■ **Description of the task**: Reproduce the records from their start through the line containing "box: [196, 160, 211, 337]", swapping "high-resolution" for "full-resolution" and keeping everything else the same.

(Collected data)
++++++++++

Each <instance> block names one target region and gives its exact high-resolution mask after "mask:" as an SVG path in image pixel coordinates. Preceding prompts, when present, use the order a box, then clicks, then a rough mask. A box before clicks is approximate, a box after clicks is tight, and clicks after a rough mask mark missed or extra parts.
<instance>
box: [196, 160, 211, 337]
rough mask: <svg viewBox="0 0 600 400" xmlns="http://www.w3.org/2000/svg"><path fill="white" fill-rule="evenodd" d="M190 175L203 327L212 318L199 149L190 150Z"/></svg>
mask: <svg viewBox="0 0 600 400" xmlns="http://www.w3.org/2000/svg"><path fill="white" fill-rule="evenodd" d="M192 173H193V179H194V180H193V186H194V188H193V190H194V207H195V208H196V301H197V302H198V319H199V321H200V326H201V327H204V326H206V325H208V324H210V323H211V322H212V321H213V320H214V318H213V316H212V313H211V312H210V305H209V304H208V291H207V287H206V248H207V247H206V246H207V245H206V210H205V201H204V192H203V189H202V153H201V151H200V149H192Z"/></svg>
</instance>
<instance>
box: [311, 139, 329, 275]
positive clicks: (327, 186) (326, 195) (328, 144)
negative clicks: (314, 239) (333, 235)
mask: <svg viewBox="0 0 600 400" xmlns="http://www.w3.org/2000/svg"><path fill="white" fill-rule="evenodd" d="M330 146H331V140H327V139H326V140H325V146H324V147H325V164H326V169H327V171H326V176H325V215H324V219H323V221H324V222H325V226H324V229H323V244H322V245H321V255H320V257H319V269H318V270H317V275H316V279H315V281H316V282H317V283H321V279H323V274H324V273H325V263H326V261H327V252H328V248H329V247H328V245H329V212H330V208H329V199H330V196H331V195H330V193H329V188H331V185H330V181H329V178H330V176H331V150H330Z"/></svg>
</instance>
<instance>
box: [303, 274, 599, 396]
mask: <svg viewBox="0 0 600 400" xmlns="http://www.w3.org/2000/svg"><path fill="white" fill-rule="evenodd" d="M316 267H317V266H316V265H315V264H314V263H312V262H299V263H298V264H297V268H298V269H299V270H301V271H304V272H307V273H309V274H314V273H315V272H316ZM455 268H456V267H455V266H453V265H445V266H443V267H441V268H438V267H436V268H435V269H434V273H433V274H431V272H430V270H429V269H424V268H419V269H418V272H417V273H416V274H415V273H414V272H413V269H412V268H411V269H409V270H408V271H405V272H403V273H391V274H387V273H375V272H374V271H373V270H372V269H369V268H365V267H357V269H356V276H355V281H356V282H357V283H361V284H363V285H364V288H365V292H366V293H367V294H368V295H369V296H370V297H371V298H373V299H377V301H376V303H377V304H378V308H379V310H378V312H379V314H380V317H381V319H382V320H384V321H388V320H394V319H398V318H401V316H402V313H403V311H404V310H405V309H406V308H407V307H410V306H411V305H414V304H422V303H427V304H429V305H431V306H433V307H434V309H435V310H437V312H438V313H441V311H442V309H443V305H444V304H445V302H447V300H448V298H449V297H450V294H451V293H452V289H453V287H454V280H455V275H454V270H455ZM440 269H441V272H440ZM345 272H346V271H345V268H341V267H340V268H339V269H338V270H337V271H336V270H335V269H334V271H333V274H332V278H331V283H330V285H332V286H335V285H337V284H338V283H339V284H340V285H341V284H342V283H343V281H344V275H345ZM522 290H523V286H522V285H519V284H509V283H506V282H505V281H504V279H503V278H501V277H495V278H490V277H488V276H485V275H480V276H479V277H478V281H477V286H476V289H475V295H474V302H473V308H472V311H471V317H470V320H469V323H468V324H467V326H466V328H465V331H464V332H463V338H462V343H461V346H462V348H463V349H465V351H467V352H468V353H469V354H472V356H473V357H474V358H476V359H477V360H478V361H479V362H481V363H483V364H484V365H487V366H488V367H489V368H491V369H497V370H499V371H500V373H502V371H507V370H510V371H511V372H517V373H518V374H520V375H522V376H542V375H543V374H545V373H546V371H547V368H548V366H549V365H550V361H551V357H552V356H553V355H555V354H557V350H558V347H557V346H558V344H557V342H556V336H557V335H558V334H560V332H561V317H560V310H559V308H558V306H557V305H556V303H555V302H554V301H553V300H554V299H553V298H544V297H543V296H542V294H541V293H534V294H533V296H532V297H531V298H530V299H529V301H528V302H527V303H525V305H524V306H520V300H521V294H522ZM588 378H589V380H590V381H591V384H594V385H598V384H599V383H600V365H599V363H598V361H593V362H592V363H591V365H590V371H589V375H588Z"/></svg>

++++++++++

■ **Result of this exercise**:
Each <instance> block names one target region and gives its exact full-resolution mask after "mask:" as an SVG path in image pixel coordinates. Preceding prompts, when present, use the order a box, then clicks, then a rough mask. A box before clicks is approximate, a box after clicks is tight, and clicks after a rough mask mark missed or extra parts.
<instance>
box: [196, 160, 211, 337]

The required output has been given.